§ **DIRECTIONS**
Return every line of the material word for word, from the line holding "Target: stadium light pole" through the final line, both ends included.

§ **INFORMATION SUPPLIED**
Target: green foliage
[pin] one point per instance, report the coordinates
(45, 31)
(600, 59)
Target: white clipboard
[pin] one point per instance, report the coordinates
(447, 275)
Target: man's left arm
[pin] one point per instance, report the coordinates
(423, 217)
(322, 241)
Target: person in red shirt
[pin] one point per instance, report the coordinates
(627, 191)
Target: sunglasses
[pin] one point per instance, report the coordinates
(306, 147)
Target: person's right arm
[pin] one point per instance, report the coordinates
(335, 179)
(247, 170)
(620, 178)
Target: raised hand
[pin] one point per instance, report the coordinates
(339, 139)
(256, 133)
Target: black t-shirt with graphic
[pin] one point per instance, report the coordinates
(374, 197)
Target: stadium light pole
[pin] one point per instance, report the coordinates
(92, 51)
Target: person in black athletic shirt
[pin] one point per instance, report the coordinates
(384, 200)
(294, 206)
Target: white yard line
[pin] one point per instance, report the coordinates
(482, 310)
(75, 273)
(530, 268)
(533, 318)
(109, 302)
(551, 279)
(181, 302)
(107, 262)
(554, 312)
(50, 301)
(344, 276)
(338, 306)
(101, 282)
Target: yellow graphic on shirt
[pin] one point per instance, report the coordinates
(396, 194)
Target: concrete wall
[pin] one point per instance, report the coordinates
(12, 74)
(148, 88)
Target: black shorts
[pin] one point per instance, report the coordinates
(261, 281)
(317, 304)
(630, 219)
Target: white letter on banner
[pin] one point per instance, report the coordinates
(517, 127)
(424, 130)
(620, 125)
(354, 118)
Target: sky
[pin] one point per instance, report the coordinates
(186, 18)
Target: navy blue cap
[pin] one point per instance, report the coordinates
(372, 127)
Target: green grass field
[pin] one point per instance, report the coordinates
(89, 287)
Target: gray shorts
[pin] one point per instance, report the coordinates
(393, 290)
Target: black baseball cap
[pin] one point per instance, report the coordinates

§ **WRITTEN REPLY**
Target: stadium light pole
[pin] one point per instance, report the coordinates
(92, 51)
Target: person in black athletic shirt
[pin] one point per instance, report the coordinates
(384, 200)
(294, 206)
Target: white yard line
[pin] one point per instance, report the coordinates
(482, 310)
(75, 273)
(530, 268)
(533, 318)
(109, 302)
(551, 279)
(181, 302)
(107, 262)
(554, 312)
(50, 301)
(344, 276)
(338, 306)
(101, 282)
Target: yellow graphic on shirt
[pin] one point per instance, report the coordinates
(396, 194)
Target: concrete wall
[pin] one point per instance, report the coordinates
(12, 74)
(148, 88)
Target: black shorts
[pin] one point per instance, report the coordinates
(261, 281)
(317, 304)
(630, 219)
Target: white letter on banner
[pin] one point per instance, report the coordinates
(517, 127)
(424, 130)
(620, 125)
(354, 118)
Target: sky
[pin] one point per instance, report the coordinates
(186, 18)
Target: navy blue cap
[pin] one point per instance, report the coordinates
(372, 127)
Target: green grass field
[pin] one point per instance, report the coordinates
(89, 287)
Target: gray shorts
[pin] one point per instance, report the coordinates
(393, 290)
Target: black baseball cap
[pin] one point per instance, report the coordinates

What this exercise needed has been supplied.